POLECENIE 1: Przepisz bez zmian fragment tekstu o polskich mitach narodowych, zaczynając od słów "Przykłady można mnożyć." i kończąc na słowach "złośliwość lub antypolonizm.".

Takim rytuałem, mitem, legendą czy świętością może być w Polsce wszystko, byle tylko utwierdzało nas w przekonaniu, że dajemy coś światu, istniejemy, mamy wpływ. Ważne, żeby o nas dobrze mówili, klepali po ramieniu, docenili. Chwalimy się więc Chopinem, Janem Pawłem II czy Lechem Wałęsą. Skrzętnie pomijamy fakt, że utworów Chopina tak naprawdę niewiele osób słucha na co dzień, Papież jest niezwykle szanowaną postacią, ale jego nauki zbyt rzadko wdraża się w życie, a Lech Wałęsa wzbudza sporo kontrowersji, choćby swoim kwiecistym i czasem niewyparzonym językiem. My to wiemy. Oni nie muszą. Bo co by sobie o nas pomyśleli?

Kiedy w ubiegłym miesiącu dyskusja na temat twórczości Ryszarda Kapuścińskiego dotarła także na Wyspy, Jon Snow, dziennikarz wiadomości Channel 4 napisał na swym blogu: "Podejrzewałem, że polski reporter to falsyfikat". Wpadliśmy w święte oburzenie. Przecież Polak nie może być falsyfikatem! "On stworzył gatunek reportażu literackiego, w którym można podkolorowywać fakty, a wy tego nie rozumiecie!" – pisali oburzeni polscy internauci.

Jak ryzykownym jest igranie z narodowymi mitami przekonał się ostatnio w Londynie Władysław Frasyniuk. Podczas spotkania w Polskim Ośrodku Społeczno-Kulturalnym zachęcił zebranych, żeby "radośnie wystąpić do premiera" o ustanowienie jako dnia niepodległości 4 czerwca – daty pierwszych wolnych wyborów – zamiast dotychczasowej, 11 listopada. "Zimno, chłodno i tak naprawdę to ponure święto, w którym kultywujemy tradycję II RP" – przekonywał. "Po sali przeszedł złowrogi pomruk niezadowolenia" – donosił nasz korespondent, co było dopiero zapowiedzią burzliwej atmosfery, która po chwili zapanowała.
Kiedy w Coolturze pojawił się tekst o sprzedaży podlondyńskiego dworku Fawley Court i stwierdzenie, że nie wystarczy sam ośrodek, trzeba jeszcze mieć na niego pomysł i pieniądze – redakcja została zasypana listami oburzenia: "Przecież to nasze dziedzictwo! Musimy go bronić!".

Przykłady można mnożyć. W romantycznych zrywach i manifestowaniu dumy narodowej, nie zwracamy często uwagi czy ma ona jakieś racjonalne podstawy. Gdy ktoś śmie to kwestionować, oburzamy się, zarzucając złośliwość lub antypolonizm.

POLECENIE 2: Powtórz dokładnie wiersze z zamieszczonego niżej listingu, zaczynając od wiersza zawierającego "collar in this photo." i kończąc na ostatnim wierszu tego listingu.

DOSTARCZONE DANE:
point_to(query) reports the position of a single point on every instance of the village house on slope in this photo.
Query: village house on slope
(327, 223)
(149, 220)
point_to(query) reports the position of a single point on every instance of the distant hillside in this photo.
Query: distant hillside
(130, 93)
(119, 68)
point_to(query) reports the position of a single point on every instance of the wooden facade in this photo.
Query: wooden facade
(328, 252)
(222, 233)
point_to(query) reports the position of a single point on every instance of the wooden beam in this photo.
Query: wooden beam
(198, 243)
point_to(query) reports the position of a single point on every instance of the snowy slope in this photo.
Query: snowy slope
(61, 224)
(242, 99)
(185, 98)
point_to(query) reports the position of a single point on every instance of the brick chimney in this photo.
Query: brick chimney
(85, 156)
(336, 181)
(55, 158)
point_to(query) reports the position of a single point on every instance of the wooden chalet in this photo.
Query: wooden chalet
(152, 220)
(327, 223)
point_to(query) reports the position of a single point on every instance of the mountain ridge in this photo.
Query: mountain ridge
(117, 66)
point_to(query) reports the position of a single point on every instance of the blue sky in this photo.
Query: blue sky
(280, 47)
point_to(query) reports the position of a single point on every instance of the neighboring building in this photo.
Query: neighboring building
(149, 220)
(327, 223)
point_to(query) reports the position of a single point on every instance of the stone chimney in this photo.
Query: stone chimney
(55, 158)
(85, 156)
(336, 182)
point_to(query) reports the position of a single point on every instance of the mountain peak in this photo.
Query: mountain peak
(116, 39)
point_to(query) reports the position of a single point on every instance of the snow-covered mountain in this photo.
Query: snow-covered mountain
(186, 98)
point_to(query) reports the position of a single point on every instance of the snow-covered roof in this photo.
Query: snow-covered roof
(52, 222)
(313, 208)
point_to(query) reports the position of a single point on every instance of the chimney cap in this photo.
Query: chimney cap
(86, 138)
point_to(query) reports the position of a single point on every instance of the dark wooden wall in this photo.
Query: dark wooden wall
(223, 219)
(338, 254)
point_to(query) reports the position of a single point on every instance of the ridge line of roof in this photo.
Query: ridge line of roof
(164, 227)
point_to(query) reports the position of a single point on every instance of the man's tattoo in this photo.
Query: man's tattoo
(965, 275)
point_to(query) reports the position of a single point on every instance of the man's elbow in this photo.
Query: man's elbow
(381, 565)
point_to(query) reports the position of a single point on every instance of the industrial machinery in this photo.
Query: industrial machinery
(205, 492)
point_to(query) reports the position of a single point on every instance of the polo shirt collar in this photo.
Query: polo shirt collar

POPRAWNA ODPOWIEDŹ 1:
Przykłady można mnożyć. W romantycznych zrywach i manifestowaniu dumy narodowej, nie zwracamy często uwagi czy ma ona jakieś racjonalne podstawy. Gdy ktoś śmie to kwestionować, oburzamy się, zarzucając złośliwość lub antypolonizm.

POPRAWNA ODPOWIEDŹ 2:
point_to(query) reports the position of a single point on every instance of the polo shirt collar in this photo.
Query: polo shirt collar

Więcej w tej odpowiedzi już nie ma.